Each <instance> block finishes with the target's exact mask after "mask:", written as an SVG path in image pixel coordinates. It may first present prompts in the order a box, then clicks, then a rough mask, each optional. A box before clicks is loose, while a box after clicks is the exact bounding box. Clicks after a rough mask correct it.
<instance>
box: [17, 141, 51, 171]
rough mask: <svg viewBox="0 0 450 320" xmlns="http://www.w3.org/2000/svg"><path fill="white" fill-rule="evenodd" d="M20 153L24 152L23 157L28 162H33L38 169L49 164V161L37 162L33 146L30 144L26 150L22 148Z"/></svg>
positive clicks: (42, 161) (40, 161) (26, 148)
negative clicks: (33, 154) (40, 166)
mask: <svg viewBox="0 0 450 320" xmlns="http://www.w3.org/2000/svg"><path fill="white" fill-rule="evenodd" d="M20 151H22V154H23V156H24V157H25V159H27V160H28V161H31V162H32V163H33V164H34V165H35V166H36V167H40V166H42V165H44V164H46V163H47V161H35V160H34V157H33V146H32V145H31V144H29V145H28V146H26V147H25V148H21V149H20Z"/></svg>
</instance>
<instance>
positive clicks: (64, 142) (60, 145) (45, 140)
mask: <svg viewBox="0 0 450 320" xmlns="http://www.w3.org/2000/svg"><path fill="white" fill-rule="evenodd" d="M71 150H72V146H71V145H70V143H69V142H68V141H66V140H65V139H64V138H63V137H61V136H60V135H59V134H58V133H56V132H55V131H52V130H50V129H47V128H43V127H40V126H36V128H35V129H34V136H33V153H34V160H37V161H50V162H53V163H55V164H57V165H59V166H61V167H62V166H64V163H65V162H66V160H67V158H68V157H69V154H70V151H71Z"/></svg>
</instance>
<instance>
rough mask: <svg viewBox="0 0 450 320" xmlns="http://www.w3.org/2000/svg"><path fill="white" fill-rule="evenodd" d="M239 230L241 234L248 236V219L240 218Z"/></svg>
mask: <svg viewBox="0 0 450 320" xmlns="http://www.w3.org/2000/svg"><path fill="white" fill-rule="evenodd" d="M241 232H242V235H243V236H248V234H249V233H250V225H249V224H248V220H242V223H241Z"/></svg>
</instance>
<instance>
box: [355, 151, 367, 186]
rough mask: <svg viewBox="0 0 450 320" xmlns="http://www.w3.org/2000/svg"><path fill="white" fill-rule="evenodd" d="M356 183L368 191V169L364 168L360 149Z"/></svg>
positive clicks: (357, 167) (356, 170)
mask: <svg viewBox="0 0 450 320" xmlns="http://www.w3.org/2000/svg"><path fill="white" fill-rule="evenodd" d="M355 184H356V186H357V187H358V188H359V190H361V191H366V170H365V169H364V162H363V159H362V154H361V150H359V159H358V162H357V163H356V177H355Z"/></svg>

_____

(PROBLEM DETAILS) Each line, starting with the one containing "box: [355, 151, 367, 186]" and ending with the last line of the records above, should be reproduced exactly.

(ANSWER SPACE)
box: [355, 151, 367, 186]
rough mask: <svg viewBox="0 0 450 320" xmlns="http://www.w3.org/2000/svg"><path fill="white" fill-rule="evenodd" d="M356 183L368 191V169L364 168L360 149Z"/></svg>
positive clicks: (357, 167) (356, 170)
mask: <svg viewBox="0 0 450 320" xmlns="http://www.w3.org/2000/svg"><path fill="white" fill-rule="evenodd" d="M355 184H356V186H357V187H358V188H359V190H361V191H366V170H365V169H364V162H363V159H362V154H361V150H359V159H358V162H357V163H356V177H355Z"/></svg>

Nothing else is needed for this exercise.